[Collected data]

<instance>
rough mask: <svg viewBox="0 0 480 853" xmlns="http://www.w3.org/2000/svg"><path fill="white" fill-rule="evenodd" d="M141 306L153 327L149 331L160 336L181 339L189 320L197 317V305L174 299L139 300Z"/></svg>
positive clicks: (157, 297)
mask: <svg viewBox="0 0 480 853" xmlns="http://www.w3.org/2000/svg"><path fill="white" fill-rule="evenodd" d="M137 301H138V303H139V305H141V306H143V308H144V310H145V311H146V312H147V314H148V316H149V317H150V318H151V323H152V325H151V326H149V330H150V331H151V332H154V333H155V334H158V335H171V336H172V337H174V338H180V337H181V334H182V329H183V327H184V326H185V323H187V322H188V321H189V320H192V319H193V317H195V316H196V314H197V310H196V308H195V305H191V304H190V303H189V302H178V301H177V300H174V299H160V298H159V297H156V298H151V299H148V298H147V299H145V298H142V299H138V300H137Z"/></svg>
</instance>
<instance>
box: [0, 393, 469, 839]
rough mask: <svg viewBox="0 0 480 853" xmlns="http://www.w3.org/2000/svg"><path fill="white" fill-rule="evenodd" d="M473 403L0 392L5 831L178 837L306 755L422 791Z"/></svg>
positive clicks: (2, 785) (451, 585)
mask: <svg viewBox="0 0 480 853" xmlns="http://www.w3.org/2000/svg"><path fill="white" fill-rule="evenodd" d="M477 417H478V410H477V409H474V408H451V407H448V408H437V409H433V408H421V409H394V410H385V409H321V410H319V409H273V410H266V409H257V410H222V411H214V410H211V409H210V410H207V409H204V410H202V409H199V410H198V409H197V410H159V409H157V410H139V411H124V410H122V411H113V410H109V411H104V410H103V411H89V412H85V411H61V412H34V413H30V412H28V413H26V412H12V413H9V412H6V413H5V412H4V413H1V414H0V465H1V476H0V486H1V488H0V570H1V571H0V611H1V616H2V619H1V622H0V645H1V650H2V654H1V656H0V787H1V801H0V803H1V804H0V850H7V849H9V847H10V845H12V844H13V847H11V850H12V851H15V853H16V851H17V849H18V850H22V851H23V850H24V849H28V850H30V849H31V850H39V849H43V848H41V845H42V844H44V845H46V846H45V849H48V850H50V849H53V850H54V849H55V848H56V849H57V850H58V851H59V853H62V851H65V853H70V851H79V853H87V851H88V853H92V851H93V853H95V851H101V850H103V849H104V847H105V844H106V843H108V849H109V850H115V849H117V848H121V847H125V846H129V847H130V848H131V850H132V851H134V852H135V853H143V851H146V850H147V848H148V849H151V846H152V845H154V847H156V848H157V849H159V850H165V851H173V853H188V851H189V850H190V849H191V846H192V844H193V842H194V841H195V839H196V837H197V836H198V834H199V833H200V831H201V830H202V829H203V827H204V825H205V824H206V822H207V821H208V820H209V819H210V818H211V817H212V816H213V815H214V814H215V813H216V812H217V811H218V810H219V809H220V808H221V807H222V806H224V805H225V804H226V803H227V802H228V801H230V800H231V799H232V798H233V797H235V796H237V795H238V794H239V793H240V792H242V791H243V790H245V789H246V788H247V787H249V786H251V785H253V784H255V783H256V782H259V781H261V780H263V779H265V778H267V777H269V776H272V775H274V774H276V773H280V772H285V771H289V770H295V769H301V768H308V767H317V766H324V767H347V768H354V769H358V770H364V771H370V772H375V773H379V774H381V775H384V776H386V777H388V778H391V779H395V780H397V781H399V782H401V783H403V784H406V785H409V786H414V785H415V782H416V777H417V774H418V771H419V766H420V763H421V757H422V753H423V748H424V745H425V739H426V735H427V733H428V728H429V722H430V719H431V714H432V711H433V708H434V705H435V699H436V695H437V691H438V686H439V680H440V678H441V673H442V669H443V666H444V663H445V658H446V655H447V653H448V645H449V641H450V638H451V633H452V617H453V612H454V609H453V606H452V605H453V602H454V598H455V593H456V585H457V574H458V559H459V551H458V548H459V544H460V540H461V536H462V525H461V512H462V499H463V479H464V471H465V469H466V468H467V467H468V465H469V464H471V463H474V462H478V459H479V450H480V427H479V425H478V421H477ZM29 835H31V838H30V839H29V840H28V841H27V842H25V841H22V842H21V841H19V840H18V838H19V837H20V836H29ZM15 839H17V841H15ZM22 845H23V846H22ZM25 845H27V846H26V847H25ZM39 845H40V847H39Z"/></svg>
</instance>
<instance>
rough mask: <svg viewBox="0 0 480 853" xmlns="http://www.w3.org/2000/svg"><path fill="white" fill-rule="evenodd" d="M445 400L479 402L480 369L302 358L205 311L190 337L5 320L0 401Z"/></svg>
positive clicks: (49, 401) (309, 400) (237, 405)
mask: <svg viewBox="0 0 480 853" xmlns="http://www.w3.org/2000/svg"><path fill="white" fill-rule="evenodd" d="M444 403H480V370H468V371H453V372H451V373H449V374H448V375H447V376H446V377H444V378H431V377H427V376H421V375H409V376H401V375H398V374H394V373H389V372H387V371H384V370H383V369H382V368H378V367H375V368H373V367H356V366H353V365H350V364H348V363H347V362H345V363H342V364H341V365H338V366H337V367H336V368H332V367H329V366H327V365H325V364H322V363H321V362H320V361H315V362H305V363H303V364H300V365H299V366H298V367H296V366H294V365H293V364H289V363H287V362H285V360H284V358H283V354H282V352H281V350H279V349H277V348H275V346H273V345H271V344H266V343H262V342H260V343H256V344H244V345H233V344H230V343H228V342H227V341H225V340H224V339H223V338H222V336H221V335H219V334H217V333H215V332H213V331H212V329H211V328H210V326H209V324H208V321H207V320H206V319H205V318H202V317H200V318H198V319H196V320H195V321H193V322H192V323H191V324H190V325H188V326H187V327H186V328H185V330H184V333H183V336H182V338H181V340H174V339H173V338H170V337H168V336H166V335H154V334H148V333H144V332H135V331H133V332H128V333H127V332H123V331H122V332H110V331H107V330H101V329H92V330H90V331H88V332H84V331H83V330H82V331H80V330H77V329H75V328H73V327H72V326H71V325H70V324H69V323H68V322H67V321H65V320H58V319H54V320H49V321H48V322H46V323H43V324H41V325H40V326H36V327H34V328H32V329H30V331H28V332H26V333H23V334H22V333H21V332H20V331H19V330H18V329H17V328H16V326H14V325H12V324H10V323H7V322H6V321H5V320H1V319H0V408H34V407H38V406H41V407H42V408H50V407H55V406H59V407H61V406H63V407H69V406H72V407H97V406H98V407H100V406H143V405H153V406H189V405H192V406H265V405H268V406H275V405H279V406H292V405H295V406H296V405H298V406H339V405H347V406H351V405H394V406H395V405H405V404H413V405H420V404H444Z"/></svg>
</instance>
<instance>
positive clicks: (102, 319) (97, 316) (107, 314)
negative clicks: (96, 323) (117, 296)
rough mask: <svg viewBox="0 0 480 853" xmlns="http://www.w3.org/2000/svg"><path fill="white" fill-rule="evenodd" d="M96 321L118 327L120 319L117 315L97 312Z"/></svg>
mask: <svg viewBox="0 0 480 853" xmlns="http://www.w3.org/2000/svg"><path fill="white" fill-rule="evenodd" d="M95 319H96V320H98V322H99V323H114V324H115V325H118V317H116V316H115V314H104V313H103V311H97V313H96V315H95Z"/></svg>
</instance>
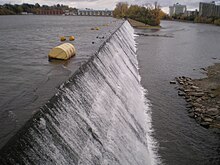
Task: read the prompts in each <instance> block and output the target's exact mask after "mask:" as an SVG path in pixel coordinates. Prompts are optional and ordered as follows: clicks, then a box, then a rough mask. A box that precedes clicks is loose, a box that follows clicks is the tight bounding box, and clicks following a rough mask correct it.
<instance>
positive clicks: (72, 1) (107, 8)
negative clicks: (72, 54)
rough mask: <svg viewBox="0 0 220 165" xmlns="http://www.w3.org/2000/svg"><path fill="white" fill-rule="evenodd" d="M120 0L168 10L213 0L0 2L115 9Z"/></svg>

● **Written task**
Return all the lines above exactly; none of the pictures should appear.

● **Solution below**
<instance>
rough mask: <svg viewBox="0 0 480 853" xmlns="http://www.w3.org/2000/svg"><path fill="white" fill-rule="evenodd" d="M141 306L153 327L149 331L160 336L181 339L189 320L197 317V305L174 299L139 300Z"/></svg>
positive clicks: (157, 297)
mask: <svg viewBox="0 0 480 853" xmlns="http://www.w3.org/2000/svg"><path fill="white" fill-rule="evenodd" d="M137 301H138V303H139V305H141V306H143V308H144V310H145V311H146V312H147V314H148V316H149V317H150V318H151V323H152V325H151V326H149V330H150V331H151V332H154V333H155V334H158V335H171V336H172V337H174V338H180V337H181V334H182V329H183V327H184V326H185V323H187V322H188V321H189V320H192V319H193V317H195V316H196V314H197V310H196V308H195V305H191V304H190V303H189V302H178V301H177V300H174V299H160V298H159V297H156V298H151V299H148V298H147V299H145V298H142V299H138V300H137Z"/></svg>
</instance>
<instance>
box: [0, 393, 469, 839]
rough mask: <svg viewBox="0 0 480 853" xmlns="http://www.w3.org/2000/svg"><path fill="white" fill-rule="evenodd" d="M473 403L0 392L5 831L178 837L306 755L422 791Z"/></svg>
positive clicks: (2, 785) (451, 585)
mask: <svg viewBox="0 0 480 853" xmlns="http://www.w3.org/2000/svg"><path fill="white" fill-rule="evenodd" d="M477 417H478V410H477V409H474V408H451V407H448V408H437V409H433V408H421V409H394V410H385V409H321V410H319V409H273V410H266V409H257V410H222V411H214V410H211V409H210V410H207V409H204V410H202V409H199V410H198V409H197V410H159V409H157V410H139V411H124V410H122V411H113V410H109V411H104V410H103V411H89V412H85V411H61V412H34V413H30V412H28V413H26V412H12V413H9V412H6V413H5V412H4V413H1V414H0V465H1V476H0V486H1V488H0V570H1V571H0V611H1V616H2V619H1V622H0V645H1V650H2V654H1V656H0V787H1V801H0V803H1V804H0V850H7V849H9V847H10V845H12V844H13V847H11V850H12V851H15V853H16V851H17V849H18V850H22V851H23V850H24V849H28V850H30V849H31V850H39V849H43V848H41V845H42V844H44V845H46V846H45V849H48V850H50V849H53V850H54V849H55V848H56V849H57V850H58V851H59V853H62V851H65V853H70V851H79V853H87V851H88V853H92V851H93V853H95V851H101V850H103V849H104V847H105V844H106V843H108V849H109V850H115V849H117V848H121V847H125V846H129V847H130V848H131V850H132V851H134V852H135V853H143V851H146V850H147V848H148V849H151V846H152V845H154V847H156V848H157V849H159V850H165V851H173V853H188V851H189V850H190V849H191V846H192V844H193V842H194V841H195V839H196V837H197V836H198V834H199V833H200V831H201V830H202V829H203V827H204V825H205V824H206V822H207V821H208V820H209V819H210V818H211V817H212V816H213V815H214V814H215V813H216V812H217V811H218V810H219V809H220V808H221V807H222V806H224V805H225V804H226V803H227V802H228V801H230V800H231V799H232V798H233V797H235V796H237V795H238V794H239V793H240V792H242V791H243V790H245V789H246V788H247V787H249V786H251V785H253V784H255V783H256V782H259V781H261V780H263V779H265V778H267V777H269V776H272V775H274V774H276V773H280V772H285V771H289V770H295V769H301V768H308V767H317V766H324V767H347V768H354V769H358V770H364V771H370V772H375V773H379V774H381V775H384V776H386V777H388V778H391V779H395V780H397V781H399V782H401V783H403V784H406V785H409V786H414V785H415V782H416V777H417V774H418V771H419V766H420V763H421V757H422V753H423V748H424V745H425V739H426V735H427V733H428V728H429V722H430V719H431V714H432V711H433V708H434V705H435V699H436V695H437V691H438V686H439V680H440V678H441V673H442V669H443V666H444V663H445V658H446V655H447V653H448V645H449V641H450V638H451V633H452V617H453V612H454V609H453V606H452V605H453V602H454V598H455V593H456V585H457V574H458V559H459V551H458V548H459V544H460V540H461V536H462V525H461V512H462V499H463V479H464V471H465V469H466V468H467V467H468V465H469V464H471V463H474V462H478V459H479V450H480V427H479V425H478V421H477ZM29 835H31V838H30V839H29V840H28V841H27V842H25V841H22V842H21V841H19V840H18V838H19V837H20V836H29ZM15 839H17V841H15ZM22 845H23V846H22ZM25 845H27V846H26V847H25ZM39 845H40V847H39Z"/></svg>
</instance>
<instance>
rough mask: <svg viewBox="0 0 480 853" xmlns="http://www.w3.org/2000/svg"><path fill="white" fill-rule="evenodd" d="M445 400L479 402L480 369L302 358L205 311L190 337L5 320L0 401Z"/></svg>
positive clicks: (49, 401) (309, 400) (237, 405)
mask: <svg viewBox="0 0 480 853" xmlns="http://www.w3.org/2000/svg"><path fill="white" fill-rule="evenodd" d="M444 403H480V370H468V371H453V372H451V373H449V374H448V375H447V376H446V377H444V378H431V377H427V376H421V375H409V376H401V375H398V374H394V373H389V372H387V371H384V370H383V369H382V368H378V367H375V368H373V367H356V366H353V365H350V364H348V363H347V362H345V363H342V364H341V365H338V366H337V367H336V368H332V367H329V366H327V365H325V364H322V363H321V362H320V361H315V362H305V363H303V364H300V365H299V366H298V367H296V366H294V365H293V364H289V363H287V362H285V360H284V358H283V354H282V352H281V350H279V349H277V348H275V346H273V345H271V344H266V343H262V342H260V343H256V344H244V345H233V344H230V343H228V342H227V341H225V340H224V339H223V338H222V336H221V335H219V334H217V333H215V332H213V331H212V329H211V328H210V326H209V324H208V321H207V320H206V319H205V318H202V317H200V318H198V319H196V320H195V321H193V322H192V323H191V324H190V325H188V326H187V327H186V328H185V330H184V333H183V336H182V338H181V340H174V339H173V338H170V337H168V336H166V335H154V334H148V333H144V332H135V331H133V332H128V333H127V332H123V331H122V332H110V331H107V330H101V329H92V330H90V331H88V332H84V331H83V330H82V331H80V330H77V329H75V328H73V327H72V326H71V325H70V324H69V323H68V322H67V321H65V320H58V319H54V320H49V321H48V322H46V323H43V324H41V325H40V326H36V327H34V328H32V329H30V331H28V332H26V333H23V334H22V333H21V332H20V331H19V330H18V329H17V328H16V326H14V325H12V324H10V323H7V322H6V321H5V320H1V319H0V408H34V407H38V406H41V407H42V408H50V407H55V406H59V407H61V406H63V407H69V406H72V407H97V406H98V407H100V406H143V405H153V406H189V405H192V406H265V405H268V406H275V405H279V406H292V405H295V406H296V405H298V406H339V405H347V406H351V405H394V406H395V405H405V404H413V405H420V404H444Z"/></svg>
</instance>
<instance>
positive clicks: (102, 319) (97, 316) (107, 314)
negative clicks: (96, 323) (117, 296)
rough mask: <svg viewBox="0 0 480 853" xmlns="http://www.w3.org/2000/svg"><path fill="white" fill-rule="evenodd" d="M96 321L118 327L120 319L117 315L97 312Z"/></svg>
mask: <svg viewBox="0 0 480 853" xmlns="http://www.w3.org/2000/svg"><path fill="white" fill-rule="evenodd" d="M95 319H96V320H98V322H99V323H114V324H115V325H118V317H116V316H115V314H104V313H103V311H97V313H96V315H95Z"/></svg>
</instance>
Task: read the prompts in each <instance> block and output the target's exact mask after "mask:" as an SVG path in pixel coordinates. Prompts are optional and ordered as follows: clicks, then a box, then a rough mask. A box that precedes clicks is loose, a box that follows clicks is the tight bounding box, and clicks following a rough mask correct it.
<instance>
positive clicks: (72, 1) (107, 8)
negative clicks: (72, 54)
rough mask: <svg viewBox="0 0 220 165" xmlns="http://www.w3.org/2000/svg"><path fill="white" fill-rule="evenodd" d="M120 0L168 10L213 0L0 2L115 9Z"/></svg>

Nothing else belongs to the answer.